ANTARIKSA -- Terletak di pegunungan di barat South Dakota adalah kota kecil Lead, yang masih alami dan 'kuno'. Kendaraan pengunjung yang melewati salon rambut atau taman anjing mungkin tidak pernah menduga bahwa eksperimen yang tidak biasa, bahkan di dunia lain, terjadi satu mil di bawah permukaan yang mereka lewati.
Sebuah tim peneliti yang terdiri dari anggota fakultas fisika Universitas Maryland (UMD) dan mahasiswa pascasarjana berharap menangkap partikel yang dihipotesiskan dari luar angkasa ke Sanford Underground Research Facility, bekas tambang emas yang beroperasi pada puncak demam emas tahun 1870-an. Mereka sedang mencari WIMP, partikel masif yang berinteraksi lemah (Weakly interacting massive particle), yang diperkirakan terbentuk ketika alam semesta baru berusia sepersekian detik dan mungkin ada tanpa terlihat di sekitar kita.
Fasilitas penelitian tersebut dinilai cocok untuk jenis pencarian ini karena kedalamannya mencegah intrusi sinar kosmik yang bisa mengganggu eksperimen. Jika WIMP berhasil diamati, mereka dapat menjadi petunjuk untuk menyelesaikan beberapa masalah yang paling membingungkan dalam fisika, yaitu sifat substansi hipotetis misterius yang disebut materi gelap dan struktur alam semesta itu sendiri.
Materi gelap diyakini mengisi 85 persen dari alam semesta, namun tak pernah diidentifikasi. Baca: Materi Gelap Membuat Alam Semesta Gelap.
Baru dimulai
Tim UMD dipimpin oleh Profesor fisika Carter Hall, yang telah mencari materi gelap selama 15 tahun. Bersemangat dengan kemungkinan mengamati fenomena fisik yang tidak dapat dijelaskan, Hall sebelumnya bergabung dengan eksperimen Large Underground Xenon (LUX), sebuah instrumen di Lab Sanford yang berupaya mendeteksi materi gelap dari tahun 2012 hingga 2016.

....

=== Tugas Tertulis 1 ===
Ringkas paragraf artikel tentang pencarian materi gelap yang diawali "Sebuah tim peneliti yang terdiri dari" menjadi daftar poin tanpa menghilangkan fakta utamanya.
=== Tugas Tertulis 2 ===
Lanjutkan artikel tentang pencarian materi gelap mulai dari kalimat terakhirnya, yaitu kalimat tentang eksperimen LUX.
Data tidak diperlukan untuk tugas ini.

=== Data Tersedia ===

....

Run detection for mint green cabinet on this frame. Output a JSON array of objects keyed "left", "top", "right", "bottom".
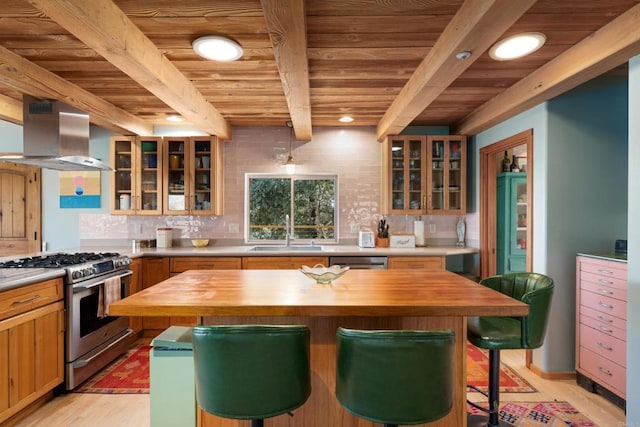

....

=== Jawaban Tertulis 1 ===
- Tim peneliti: anggota fakultas fisika dan mahasiswa pascasarjana Universitas Maryland (UMD).
- Lokasi: Sanford Underground Research Facility, bekas tambang emas yang beroperasi pada puncak demam emas tahun 1870-an.
- Sasaran: WIMP (weakly interacting massive particle), partikel hipotetis dari luar angkasa.
- WIMP diperkirakan terbentuk ketika alam semesta baru berusia sepersekian detik dan mungkin ada tanpa terlihat di sekitar kita.

=== Jawaban Tertulis 2 ===
LUX adalah pendeteksi materi gelap WIMP paling sensitif di dunia hingga 2018. Namun, saat ini digantikan eksperimen LUX-ZEPLIN (LZ) yang diluncurkan tahun lalu dengan kualitas yang lebih baik. Hall percaya LZ memiliki target yang jauh lebih besar dan berpeluang lebih baik untuk mendeteksi materi gelap. Penemuan WIMPS dapat membantu menjelaskan 85 persen massa alam semesta, yang diyakini sebagai materi gelap.
Tidak seperti eksperimen yang dilakukan pada penghancur partikel di Large Hadron Collider (LHC) Swiss, LZ mencoba mengamati secara langsung materi gelap, bukan membuatnya. Seorang profesor riset di Departemen Fisika UMD, Anwar Bhatti mengatakan, ada pro dan kontra dari kedua pendekatan tersebut. Dia bekerja di LHC dari tahun 2005 hingga 2013 dan sekarang menjadi bagian dari tim LZ di UMD.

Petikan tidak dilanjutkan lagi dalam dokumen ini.